Exercise prompt
Print every entry exactly as written.

Provided entries
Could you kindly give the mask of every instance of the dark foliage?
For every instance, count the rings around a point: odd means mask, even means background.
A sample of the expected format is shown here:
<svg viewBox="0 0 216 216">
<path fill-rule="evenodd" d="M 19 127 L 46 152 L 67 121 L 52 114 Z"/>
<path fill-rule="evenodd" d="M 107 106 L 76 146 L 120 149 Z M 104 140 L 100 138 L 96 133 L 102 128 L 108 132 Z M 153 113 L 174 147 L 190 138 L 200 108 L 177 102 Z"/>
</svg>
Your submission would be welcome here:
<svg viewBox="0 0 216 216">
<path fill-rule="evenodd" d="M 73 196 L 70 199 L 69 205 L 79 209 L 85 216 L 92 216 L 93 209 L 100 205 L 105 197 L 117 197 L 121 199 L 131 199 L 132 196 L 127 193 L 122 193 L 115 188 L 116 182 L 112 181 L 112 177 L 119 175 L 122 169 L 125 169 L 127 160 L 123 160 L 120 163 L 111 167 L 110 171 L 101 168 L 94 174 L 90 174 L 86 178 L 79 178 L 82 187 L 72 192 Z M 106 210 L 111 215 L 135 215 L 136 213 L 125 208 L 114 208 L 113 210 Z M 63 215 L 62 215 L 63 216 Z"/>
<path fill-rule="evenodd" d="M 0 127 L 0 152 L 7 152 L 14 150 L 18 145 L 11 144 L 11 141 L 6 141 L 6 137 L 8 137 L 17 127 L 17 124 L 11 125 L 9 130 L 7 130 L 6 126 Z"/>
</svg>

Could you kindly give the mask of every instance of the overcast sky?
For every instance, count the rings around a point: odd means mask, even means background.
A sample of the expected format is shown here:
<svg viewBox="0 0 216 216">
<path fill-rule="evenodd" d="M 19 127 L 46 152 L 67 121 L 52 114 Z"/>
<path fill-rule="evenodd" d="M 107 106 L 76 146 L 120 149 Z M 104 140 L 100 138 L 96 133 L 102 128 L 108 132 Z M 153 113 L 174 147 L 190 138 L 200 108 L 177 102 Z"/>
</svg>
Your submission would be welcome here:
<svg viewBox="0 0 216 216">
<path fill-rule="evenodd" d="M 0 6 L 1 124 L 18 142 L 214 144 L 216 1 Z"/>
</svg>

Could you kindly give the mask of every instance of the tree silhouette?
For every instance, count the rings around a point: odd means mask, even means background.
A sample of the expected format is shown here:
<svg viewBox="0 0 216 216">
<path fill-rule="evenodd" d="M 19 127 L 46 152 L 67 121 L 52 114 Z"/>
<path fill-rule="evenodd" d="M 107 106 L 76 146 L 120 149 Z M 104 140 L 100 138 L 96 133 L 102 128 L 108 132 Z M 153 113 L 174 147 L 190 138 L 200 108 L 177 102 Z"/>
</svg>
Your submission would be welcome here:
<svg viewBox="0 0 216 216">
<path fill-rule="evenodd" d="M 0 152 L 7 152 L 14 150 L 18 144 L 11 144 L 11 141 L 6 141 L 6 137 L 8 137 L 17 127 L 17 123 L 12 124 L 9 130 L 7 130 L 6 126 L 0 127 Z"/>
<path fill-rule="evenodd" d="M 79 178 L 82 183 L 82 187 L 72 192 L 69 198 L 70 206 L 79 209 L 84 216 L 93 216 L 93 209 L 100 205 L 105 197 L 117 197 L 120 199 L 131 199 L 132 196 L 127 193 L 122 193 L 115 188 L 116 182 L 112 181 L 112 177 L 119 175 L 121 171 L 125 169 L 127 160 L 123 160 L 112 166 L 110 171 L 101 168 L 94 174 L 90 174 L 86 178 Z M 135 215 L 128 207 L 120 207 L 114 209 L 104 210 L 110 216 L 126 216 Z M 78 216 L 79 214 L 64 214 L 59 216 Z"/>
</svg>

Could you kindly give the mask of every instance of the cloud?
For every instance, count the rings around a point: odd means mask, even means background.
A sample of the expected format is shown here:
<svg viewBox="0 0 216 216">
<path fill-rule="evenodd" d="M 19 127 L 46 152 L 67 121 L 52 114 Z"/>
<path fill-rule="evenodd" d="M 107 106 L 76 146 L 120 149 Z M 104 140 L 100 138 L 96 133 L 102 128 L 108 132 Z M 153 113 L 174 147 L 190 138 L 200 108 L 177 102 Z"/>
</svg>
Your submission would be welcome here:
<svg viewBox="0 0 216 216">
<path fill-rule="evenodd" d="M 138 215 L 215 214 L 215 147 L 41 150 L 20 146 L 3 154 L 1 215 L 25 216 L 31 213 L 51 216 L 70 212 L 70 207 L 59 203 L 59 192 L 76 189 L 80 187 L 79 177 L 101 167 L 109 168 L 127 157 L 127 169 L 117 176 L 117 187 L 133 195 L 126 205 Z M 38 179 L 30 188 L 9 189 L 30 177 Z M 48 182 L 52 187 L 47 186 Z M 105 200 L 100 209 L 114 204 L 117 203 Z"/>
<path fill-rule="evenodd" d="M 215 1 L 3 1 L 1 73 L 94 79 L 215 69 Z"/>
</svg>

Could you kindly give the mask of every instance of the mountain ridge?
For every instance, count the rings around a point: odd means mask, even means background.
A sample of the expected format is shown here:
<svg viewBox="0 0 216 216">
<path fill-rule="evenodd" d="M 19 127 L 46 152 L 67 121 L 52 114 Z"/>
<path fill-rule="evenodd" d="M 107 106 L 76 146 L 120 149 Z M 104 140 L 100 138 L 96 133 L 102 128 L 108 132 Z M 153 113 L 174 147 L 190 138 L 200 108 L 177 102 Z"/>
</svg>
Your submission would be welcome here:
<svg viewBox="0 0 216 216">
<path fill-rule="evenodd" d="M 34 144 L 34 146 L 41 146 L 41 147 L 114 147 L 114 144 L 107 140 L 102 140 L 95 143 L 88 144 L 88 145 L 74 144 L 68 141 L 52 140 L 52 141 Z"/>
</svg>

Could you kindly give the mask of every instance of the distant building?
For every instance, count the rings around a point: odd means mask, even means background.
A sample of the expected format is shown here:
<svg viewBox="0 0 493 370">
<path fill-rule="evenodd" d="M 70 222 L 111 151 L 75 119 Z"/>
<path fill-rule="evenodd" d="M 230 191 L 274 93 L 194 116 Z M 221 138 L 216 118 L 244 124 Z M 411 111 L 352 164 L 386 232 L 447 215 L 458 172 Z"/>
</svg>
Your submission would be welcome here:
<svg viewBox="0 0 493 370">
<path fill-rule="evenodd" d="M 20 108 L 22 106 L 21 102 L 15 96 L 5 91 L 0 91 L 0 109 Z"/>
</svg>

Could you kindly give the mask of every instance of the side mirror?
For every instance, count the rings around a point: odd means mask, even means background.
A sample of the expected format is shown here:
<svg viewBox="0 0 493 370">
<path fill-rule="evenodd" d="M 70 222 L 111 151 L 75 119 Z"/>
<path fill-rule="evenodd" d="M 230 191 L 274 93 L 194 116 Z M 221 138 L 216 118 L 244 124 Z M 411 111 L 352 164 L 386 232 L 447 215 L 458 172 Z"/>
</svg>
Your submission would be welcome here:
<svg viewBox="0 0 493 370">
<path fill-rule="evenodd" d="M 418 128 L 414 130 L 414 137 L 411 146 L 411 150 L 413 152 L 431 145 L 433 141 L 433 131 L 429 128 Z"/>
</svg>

Solution to this exercise
Could you kindly give the mask of every instance of the dark foliage?
For every instance, count the rings around a point: odd means mask, even means background.
A sample of the expected format is shown here:
<svg viewBox="0 0 216 216">
<path fill-rule="evenodd" d="M 19 127 L 46 152 L 67 121 L 52 114 Z"/>
<path fill-rule="evenodd" d="M 107 106 L 76 146 L 120 149 Z M 104 140 L 100 138 L 96 133 L 102 128 L 108 132 Z M 153 113 L 174 147 L 190 138 L 200 108 L 177 102 Z"/>
</svg>
Your submission would be welcome here:
<svg viewBox="0 0 216 216">
<path fill-rule="evenodd" d="M 73 196 L 70 199 L 69 205 L 79 209 L 85 216 L 92 216 L 93 209 L 100 205 L 105 197 L 117 197 L 121 199 L 131 199 L 132 196 L 127 193 L 122 193 L 115 188 L 116 182 L 112 181 L 112 177 L 119 175 L 122 169 L 125 169 L 127 160 L 123 160 L 120 163 L 111 167 L 110 171 L 101 168 L 94 174 L 90 174 L 86 178 L 79 178 L 82 187 L 72 192 Z M 106 210 L 111 215 L 135 215 L 136 213 L 125 208 L 114 208 L 113 210 Z M 63 215 L 62 215 L 63 216 Z"/>
<path fill-rule="evenodd" d="M 0 127 L 0 152 L 7 152 L 14 150 L 18 145 L 11 144 L 11 141 L 6 141 L 6 137 L 8 137 L 17 127 L 17 124 L 11 125 L 9 130 L 7 130 L 6 126 Z"/>
</svg>

Could you kindly give the mask of every instance of the overcast sky?
For every instance, count the rings around a point: odd means mask, even means background.
A sample of the expected format is shown here:
<svg viewBox="0 0 216 216">
<path fill-rule="evenodd" d="M 19 127 L 46 152 L 67 121 L 52 114 Z"/>
<path fill-rule="evenodd" d="M 107 106 L 76 146 L 120 149 Z M 104 140 L 100 138 L 96 133 L 102 128 L 108 132 Z M 153 113 L 174 147 L 190 138 L 200 108 L 177 102 Z"/>
</svg>
Your submission would be welcome here:
<svg viewBox="0 0 216 216">
<path fill-rule="evenodd" d="M 0 6 L 1 124 L 18 142 L 214 144 L 216 1 Z"/>
</svg>

Could you kindly give the mask of every instance of the tree silhouette?
For every instance, count the rings around a point: odd means mask, even means background.
A sample of the expected format is shown here:
<svg viewBox="0 0 216 216">
<path fill-rule="evenodd" d="M 19 127 L 46 152 L 67 121 L 52 114 Z"/>
<path fill-rule="evenodd" d="M 107 106 L 76 146 L 120 149 Z M 104 140 L 100 138 L 96 133 L 102 128 L 108 132 Z M 153 113 L 174 147 L 190 138 L 200 108 L 177 102 Z"/>
</svg>
Your submission would be welcome here:
<svg viewBox="0 0 216 216">
<path fill-rule="evenodd" d="M 0 152 L 7 152 L 14 150 L 18 144 L 11 144 L 11 141 L 6 141 L 6 137 L 8 137 L 17 127 L 17 123 L 12 124 L 9 130 L 7 130 L 6 126 L 0 127 Z"/>
<path fill-rule="evenodd" d="M 79 178 L 82 183 L 82 187 L 72 192 L 69 198 L 70 206 L 79 209 L 84 216 L 93 216 L 93 209 L 100 205 L 105 197 L 117 197 L 120 199 L 131 199 L 132 196 L 127 193 L 122 193 L 115 188 L 116 182 L 112 181 L 112 177 L 119 175 L 121 171 L 125 169 L 127 160 L 123 160 L 112 166 L 110 171 L 101 168 L 94 174 L 90 174 L 86 178 Z M 135 215 L 128 207 L 120 207 L 114 209 L 104 210 L 110 216 L 126 216 Z M 78 216 L 79 214 L 64 214 L 59 216 Z"/>
</svg>

Could you kindly give the mask of every instance of the cloud?
For every instance, count the rings around a point: odd means mask, even means background.
A sample of the expected format is shown here:
<svg viewBox="0 0 216 216">
<path fill-rule="evenodd" d="M 19 127 L 46 152 L 67 121 L 52 114 Z"/>
<path fill-rule="evenodd" d="M 107 106 L 76 146 L 120 149 Z M 104 140 L 100 138 L 96 133 L 102 128 L 108 132 Z M 153 113 L 174 147 L 190 138 L 200 108 L 177 102 Z"/>
</svg>
Your submission would be welcome here:
<svg viewBox="0 0 216 216">
<path fill-rule="evenodd" d="M 138 215 L 215 214 L 215 147 L 41 150 L 20 146 L 3 154 L 1 215 L 25 216 L 31 213 L 51 216 L 70 212 L 70 207 L 59 203 L 59 192 L 76 189 L 80 187 L 79 177 L 101 167 L 109 168 L 127 157 L 127 169 L 117 176 L 117 187 L 133 195 L 126 205 Z M 38 179 L 30 188 L 9 189 L 30 177 Z M 48 182 L 52 187 L 47 186 Z M 105 200 L 100 209 L 114 204 L 117 203 Z"/>
<path fill-rule="evenodd" d="M 215 1 L 3 1 L 1 73 L 94 79 L 215 69 Z"/>
</svg>

Could you kindly give the mask of every instance of the mountain ridge?
For every instance, count the rings around a point: odd means mask, even means background.
A sample of the expected format is shown here:
<svg viewBox="0 0 216 216">
<path fill-rule="evenodd" d="M 19 127 L 46 152 L 67 121 L 52 114 Z"/>
<path fill-rule="evenodd" d="M 107 106 L 76 146 L 120 149 Z M 104 140 L 100 138 L 96 133 L 102 128 L 108 132 Z M 153 113 L 174 147 L 190 138 L 200 108 L 177 102 Z"/>
</svg>
Your submission would be welcome here:
<svg viewBox="0 0 216 216">
<path fill-rule="evenodd" d="M 34 144 L 34 146 L 41 146 L 41 147 L 114 147 L 114 144 L 107 140 L 102 140 L 95 143 L 88 144 L 88 145 L 74 144 L 68 141 L 52 140 L 52 141 Z"/>
</svg>

Could you kindly give the mask of every instance of the distant building?
For every instance, count the rings around a point: odd means mask, even means background.
A sample of the expected format is shown here:
<svg viewBox="0 0 493 370">
<path fill-rule="evenodd" d="M 70 222 L 111 151 L 75 119 Z"/>
<path fill-rule="evenodd" d="M 230 191 L 274 93 L 194 116 Z M 221 138 L 216 118 L 244 124 Z M 411 111 L 352 164 L 386 232 L 447 215 L 458 172 Z"/>
</svg>
Your submission would be welcome here:
<svg viewBox="0 0 493 370">
<path fill-rule="evenodd" d="M 20 108 L 22 106 L 21 102 L 15 96 L 5 91 L 0 91 L 0 109 Z"/>
</svg>

Could you kindly give the mask of every instance of the side mirror?
For every instance, count the rings around a point: odd means mask, even means background.
A sample of the expected format is shown here:
<svg viewBox="0 0 493 370">
<path fill-rule="evenodd" d="M 70 222 L 111 151 L 75 119 Z"/>
<path fill-rule="evenodd" d="M 230 191 L 274 93 L 194 116 Z M 221 138 L 216 118 L 244 124 Z M 411 111 L 352 164 L 386 232 L 447 215 L 458 172 Z"/>
</svg>
Your submission would be welcome here:
<svg viewBox="0 0 493 370">
<path fill-rule="evenodd" d="M 418 128 L 414 130 L 414 137 L 411 146 L 411 150 L 413 152 L 431 145 L 433 141 L 433 131 L 429 128 Z"/>
</svg>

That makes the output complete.